Short exercise 1:
In the records, take the part that opens with the line containing "Agricultural drone survey: scan the aerial photo for bun" and closes with the line containing "134, 5, 147, 15", and write it out again, substituting "ponytail" for "bun hairstyle" while leaving all else unchanged.

Back titration Confused on the information given

[Zahta]

I really need help on a question off the heinemann chemistry text book on back titrations(volumetric analysis) on page 46 question 26.  They give you an equation  and  for the first section of the information they you give a standard solution of 20.00ml  if 0.1022 M of sodium hydroxide yet in the equation given there is no sodium hydroxide only hydroxide.  and later on they tell you its in excess how does that even make sense , then the excess sodium hydroxide is titrated with Hcl. i know i do two equations and stuff. But the information does not makes sense to me.


Thanks you anyone who helps, really appreciate it

[g1na]

The equation given is an ionic equation therefore sodium is not included for it is a spectator ion and also, there is an excess of sodium hydroxide to create a reaction with HCl.

i have scanned my working out for you as well

[Shenz0r]

It's important that you understand what's actually happening in a back titration. It might sound a little confusing at first, but let me give you an analogy.

Suppose that you're having a birthday party, you invite your friends, and you order a box of pizza (your initial amount of mol of the standard solution), which has eight slices of pizza. You and your friends start to eat the pizza. Then, you find out that two slices of pizza are remaining (which is how many mols of the standard solution is in excess). If you knew that one person could only eat one slice of pizza each (the molar ratio), then you can easily deduce that six slices were eaten and so six people must have been at the party (the amount of mol of your unknown substance). Hope that makes sense.

Work out the original number of mol of the standard solution, then work out the excess number of mol of it from your second titration. Remember that n(reacted) = n(initial) - n(excess), and then you'll have the number of mol of the standard solution that reacted with your unknown solution (you'll find out how much pizza was eaten at the party, and then how many people there were).

[Nobby]

Suppose that you're having a birthday party, you invite your friends, and you order a box of pizza (your initial amount of mol of the standard solution), which has eight slices of pizza. You and your friends start to eat the pizza. Then, you find out that two slices of pizza are remaining (which is how many mols of the standard solution is in excess). If you knew that one person could only eat one slice of pizza each (the molar ratio), then you can easily deduce that six slices were eaten and so six people must have been at the party (the amount of mol of your unknown substance). Hope that makes sense.

Hahaha that is quality

[ggxoxo]

It's important that you understand what's actually happening in a back titration. It might sound a little confusing at first, but let me give you an analogy.

Suppose that you're having a birthday party, you invite your friends, and you order a box of pizza (your initial amount of mol of the standard solution), which has eight slices of pizza. You and your friends start to eat the pizza. Then, you find out that two slices of pizza are remaining (which is how many mols of the standard solution is in excess). If you knew that one person could only eat one slice of pizza each (the molar ratio), then you can easily deduce that six slices were eaten and so six people must have been at the party (the amount of mol of your unknown substance). Hope that makes sense.

Work out the original number of mol of the standard solution, then work out the excess number of mol of it from your second titration. Remember that n(reacted) = n(initial) - n(excess), and then you'll have the number of mol of the standard solution that reacted with your unknown solution (you'll find out how much pizza was eaten at the party, and then how many people there were).

Great analogy!

[Zahta]

thank you guys so much

Short exercise 2:
List every distinct username that posts in the back titration thread.

Object detection data:
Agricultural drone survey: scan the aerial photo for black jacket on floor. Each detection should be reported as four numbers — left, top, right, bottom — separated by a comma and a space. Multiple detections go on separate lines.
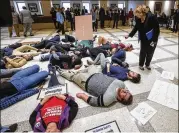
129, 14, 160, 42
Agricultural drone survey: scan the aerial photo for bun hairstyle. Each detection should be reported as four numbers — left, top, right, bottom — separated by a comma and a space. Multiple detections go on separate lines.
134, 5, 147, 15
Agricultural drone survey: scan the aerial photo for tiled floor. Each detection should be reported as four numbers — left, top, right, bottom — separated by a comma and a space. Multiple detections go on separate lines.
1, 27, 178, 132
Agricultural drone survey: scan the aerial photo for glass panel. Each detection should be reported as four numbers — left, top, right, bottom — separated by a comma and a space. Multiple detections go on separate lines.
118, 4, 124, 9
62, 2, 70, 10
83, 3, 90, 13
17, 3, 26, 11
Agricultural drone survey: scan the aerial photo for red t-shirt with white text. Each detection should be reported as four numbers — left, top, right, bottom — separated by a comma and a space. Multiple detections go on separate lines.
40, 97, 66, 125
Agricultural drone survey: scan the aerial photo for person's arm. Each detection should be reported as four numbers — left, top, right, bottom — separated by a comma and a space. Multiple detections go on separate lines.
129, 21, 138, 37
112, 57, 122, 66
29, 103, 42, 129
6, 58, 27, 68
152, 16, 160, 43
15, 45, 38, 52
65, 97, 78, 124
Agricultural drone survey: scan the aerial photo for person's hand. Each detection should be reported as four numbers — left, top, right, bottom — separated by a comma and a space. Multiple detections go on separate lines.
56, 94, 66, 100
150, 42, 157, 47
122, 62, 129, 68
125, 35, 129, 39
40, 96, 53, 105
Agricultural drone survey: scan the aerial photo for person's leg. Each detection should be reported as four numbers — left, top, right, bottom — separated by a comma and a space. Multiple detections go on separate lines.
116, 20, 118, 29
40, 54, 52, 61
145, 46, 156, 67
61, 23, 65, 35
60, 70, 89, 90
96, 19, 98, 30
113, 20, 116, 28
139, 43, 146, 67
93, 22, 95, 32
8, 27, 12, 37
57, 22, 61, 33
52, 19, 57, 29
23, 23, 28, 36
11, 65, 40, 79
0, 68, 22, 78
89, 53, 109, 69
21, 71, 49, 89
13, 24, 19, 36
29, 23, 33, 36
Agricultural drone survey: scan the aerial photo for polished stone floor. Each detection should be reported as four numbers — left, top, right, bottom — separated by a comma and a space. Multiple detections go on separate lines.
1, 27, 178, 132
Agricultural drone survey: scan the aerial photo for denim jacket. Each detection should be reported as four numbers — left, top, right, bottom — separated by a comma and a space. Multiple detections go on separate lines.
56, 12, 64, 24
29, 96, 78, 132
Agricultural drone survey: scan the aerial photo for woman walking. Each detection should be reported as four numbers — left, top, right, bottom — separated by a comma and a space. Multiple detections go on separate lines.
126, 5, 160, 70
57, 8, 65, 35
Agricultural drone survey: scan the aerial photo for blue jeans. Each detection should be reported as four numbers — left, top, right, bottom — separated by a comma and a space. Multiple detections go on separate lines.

...

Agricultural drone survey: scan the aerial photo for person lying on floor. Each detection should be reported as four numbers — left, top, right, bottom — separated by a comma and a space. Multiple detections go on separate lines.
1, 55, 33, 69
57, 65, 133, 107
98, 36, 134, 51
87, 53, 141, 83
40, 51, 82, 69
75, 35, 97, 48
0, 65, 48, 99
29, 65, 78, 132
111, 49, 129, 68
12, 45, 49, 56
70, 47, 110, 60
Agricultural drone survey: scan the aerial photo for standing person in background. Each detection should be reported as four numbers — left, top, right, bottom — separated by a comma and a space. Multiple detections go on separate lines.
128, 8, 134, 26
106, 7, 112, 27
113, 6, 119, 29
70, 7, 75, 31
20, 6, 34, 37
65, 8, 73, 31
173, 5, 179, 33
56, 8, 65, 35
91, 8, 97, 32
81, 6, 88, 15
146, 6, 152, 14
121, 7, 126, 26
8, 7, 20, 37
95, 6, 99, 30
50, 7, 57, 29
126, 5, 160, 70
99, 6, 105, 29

--

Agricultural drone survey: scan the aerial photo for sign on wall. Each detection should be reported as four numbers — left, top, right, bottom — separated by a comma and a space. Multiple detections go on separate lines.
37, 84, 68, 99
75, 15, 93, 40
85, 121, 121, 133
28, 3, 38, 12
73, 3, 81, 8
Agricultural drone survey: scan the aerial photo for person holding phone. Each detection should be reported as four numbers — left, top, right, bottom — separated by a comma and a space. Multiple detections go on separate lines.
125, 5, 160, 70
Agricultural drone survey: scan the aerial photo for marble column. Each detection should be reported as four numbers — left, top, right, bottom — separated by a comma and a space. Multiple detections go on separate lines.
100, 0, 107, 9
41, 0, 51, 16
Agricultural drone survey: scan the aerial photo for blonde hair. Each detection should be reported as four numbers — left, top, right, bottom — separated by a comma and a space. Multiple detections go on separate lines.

Task response 1:
Agricultural drone survey: scan the aerial photo for ponytail. Each detection should be reported as four numbers — left, top, right, bottom — separated by a comma and a space. Multiple detections go on separate lines.
134, 5, 147, 15

Task response 2:
Zahta
g1na
Shenz0r
Nobby
ggxoxo